• _BRIEF_: Copy out each line of the data below in which the string "negative" appears.

(Stored data)
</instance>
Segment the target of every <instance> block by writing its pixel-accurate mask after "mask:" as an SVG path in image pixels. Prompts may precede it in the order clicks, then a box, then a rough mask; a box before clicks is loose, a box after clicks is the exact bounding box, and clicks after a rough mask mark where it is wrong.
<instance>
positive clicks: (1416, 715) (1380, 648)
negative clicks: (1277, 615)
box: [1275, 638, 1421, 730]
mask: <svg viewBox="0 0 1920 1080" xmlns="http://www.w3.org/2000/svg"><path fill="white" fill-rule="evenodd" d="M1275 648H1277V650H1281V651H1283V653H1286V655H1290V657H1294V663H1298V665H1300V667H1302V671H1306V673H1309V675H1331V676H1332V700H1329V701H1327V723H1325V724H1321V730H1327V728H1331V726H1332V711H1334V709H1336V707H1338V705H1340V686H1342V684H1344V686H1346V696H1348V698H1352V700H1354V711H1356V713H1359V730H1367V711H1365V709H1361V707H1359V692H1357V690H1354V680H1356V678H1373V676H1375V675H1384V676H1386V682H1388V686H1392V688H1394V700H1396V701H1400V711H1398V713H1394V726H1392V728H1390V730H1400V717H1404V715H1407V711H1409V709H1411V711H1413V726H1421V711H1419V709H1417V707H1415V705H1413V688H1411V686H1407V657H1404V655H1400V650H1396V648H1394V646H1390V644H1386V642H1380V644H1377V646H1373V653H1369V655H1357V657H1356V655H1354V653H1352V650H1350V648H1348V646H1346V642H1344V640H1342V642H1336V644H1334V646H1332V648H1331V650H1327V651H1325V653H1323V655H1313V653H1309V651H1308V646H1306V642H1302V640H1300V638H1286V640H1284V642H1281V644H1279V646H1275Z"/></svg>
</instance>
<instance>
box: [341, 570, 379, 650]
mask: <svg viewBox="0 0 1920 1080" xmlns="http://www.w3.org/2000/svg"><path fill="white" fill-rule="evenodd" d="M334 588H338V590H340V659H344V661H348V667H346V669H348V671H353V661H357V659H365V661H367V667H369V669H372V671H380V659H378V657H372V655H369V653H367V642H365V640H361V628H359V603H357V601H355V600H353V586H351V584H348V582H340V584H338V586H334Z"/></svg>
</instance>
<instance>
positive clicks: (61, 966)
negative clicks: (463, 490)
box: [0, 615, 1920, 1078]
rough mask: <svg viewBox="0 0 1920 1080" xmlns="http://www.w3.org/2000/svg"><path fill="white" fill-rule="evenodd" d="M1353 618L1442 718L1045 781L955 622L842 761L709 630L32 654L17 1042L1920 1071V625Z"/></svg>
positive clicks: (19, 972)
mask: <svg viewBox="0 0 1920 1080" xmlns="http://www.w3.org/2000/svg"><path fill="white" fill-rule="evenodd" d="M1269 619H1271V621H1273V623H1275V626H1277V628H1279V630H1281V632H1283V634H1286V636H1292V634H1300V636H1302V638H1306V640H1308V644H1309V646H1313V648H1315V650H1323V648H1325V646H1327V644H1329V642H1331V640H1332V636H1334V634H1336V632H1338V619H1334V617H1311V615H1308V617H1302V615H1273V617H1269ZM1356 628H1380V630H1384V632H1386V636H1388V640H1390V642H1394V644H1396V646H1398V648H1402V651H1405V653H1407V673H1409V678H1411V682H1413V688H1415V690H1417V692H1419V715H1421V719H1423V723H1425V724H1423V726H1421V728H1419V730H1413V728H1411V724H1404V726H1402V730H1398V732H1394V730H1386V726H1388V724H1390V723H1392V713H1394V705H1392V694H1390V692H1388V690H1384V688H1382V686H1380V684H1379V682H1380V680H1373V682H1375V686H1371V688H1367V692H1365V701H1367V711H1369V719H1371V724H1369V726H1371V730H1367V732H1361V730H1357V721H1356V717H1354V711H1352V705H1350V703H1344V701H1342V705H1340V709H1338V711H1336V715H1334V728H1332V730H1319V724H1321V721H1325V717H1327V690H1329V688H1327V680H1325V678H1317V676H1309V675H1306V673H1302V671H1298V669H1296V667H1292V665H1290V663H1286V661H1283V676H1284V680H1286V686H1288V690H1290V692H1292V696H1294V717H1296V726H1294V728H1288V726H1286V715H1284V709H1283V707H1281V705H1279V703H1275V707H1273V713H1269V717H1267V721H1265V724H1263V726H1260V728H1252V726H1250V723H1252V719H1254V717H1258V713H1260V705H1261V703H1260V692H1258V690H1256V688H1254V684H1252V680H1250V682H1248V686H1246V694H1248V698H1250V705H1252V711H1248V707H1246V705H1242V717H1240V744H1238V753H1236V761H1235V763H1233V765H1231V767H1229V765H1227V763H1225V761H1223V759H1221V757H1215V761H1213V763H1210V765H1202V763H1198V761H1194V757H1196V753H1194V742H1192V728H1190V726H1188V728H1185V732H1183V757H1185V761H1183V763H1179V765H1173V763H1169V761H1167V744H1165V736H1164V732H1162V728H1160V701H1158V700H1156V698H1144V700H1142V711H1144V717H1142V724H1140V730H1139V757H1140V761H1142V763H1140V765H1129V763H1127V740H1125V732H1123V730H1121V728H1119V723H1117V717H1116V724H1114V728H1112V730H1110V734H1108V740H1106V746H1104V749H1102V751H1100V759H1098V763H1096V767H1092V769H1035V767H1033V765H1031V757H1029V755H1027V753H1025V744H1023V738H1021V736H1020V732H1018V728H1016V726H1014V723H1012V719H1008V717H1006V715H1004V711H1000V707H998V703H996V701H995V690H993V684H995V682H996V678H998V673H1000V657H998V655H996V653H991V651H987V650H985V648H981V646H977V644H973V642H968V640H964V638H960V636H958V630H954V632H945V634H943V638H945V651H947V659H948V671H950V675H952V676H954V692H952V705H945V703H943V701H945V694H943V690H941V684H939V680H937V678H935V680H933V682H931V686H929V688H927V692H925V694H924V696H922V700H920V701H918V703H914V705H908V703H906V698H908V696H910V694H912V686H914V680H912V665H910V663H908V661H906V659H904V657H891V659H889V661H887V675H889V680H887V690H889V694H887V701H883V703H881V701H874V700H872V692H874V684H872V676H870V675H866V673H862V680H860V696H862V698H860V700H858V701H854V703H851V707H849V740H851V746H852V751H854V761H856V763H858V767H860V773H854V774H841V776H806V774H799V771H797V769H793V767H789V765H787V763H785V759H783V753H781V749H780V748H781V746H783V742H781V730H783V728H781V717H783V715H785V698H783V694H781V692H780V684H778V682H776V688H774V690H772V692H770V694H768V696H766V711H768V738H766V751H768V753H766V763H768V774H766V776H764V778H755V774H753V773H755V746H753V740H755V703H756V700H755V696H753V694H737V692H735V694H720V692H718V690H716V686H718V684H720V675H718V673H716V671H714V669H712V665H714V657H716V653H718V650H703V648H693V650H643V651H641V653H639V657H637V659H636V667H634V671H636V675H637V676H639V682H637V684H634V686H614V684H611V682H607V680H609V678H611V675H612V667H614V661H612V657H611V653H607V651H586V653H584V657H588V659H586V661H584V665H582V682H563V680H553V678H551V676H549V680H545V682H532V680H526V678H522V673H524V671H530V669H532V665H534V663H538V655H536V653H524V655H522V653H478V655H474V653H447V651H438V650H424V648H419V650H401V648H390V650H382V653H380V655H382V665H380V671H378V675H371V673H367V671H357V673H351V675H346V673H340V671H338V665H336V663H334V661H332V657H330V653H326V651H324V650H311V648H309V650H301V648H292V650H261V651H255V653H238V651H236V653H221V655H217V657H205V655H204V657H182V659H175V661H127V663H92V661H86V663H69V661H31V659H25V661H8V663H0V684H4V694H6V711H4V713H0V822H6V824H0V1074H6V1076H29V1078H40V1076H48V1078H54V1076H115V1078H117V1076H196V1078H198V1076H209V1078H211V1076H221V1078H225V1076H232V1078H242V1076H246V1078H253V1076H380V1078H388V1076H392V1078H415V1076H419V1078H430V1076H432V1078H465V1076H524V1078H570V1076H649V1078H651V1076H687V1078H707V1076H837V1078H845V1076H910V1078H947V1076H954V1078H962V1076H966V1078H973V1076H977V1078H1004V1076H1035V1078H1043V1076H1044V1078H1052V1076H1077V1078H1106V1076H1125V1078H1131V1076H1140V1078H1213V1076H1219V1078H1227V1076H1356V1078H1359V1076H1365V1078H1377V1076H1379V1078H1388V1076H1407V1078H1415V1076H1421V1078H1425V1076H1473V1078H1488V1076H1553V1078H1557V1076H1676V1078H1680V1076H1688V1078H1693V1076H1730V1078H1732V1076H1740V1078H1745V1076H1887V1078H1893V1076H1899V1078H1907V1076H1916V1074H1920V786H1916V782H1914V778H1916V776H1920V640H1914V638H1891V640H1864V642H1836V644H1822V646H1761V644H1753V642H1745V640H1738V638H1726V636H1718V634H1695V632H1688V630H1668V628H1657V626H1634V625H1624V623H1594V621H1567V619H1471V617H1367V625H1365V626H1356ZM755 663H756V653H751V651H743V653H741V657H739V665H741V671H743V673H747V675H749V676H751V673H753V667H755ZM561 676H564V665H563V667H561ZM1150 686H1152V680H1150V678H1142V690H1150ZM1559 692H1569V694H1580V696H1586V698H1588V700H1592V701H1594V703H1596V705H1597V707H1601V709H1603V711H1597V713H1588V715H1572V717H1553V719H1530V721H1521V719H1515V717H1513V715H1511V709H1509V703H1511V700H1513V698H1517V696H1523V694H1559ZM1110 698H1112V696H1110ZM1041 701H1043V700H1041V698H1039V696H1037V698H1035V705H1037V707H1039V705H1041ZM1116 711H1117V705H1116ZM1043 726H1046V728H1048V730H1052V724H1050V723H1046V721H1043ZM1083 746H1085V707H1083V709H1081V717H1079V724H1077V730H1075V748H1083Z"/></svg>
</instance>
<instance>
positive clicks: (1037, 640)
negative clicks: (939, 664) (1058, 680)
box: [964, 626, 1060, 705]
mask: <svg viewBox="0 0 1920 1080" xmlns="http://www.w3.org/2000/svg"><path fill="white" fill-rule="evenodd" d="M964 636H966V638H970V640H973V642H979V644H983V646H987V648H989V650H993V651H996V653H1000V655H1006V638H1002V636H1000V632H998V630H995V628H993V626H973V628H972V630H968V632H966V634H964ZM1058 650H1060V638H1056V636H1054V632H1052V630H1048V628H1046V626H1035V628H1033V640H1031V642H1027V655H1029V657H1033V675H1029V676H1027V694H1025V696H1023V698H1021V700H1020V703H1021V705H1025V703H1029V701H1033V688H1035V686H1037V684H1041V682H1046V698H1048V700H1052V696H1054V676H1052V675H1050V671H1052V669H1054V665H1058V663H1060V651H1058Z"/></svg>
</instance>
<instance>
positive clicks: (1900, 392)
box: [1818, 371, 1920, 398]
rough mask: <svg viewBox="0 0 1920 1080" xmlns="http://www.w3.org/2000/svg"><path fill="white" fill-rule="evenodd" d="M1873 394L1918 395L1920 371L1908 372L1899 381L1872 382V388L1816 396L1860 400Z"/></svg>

• _COMPLETED EXERCISE_:
negative clicks: (1277, 615)
negative clicks: (463, 490)
negative clicks: (939, 664) (1058, 680)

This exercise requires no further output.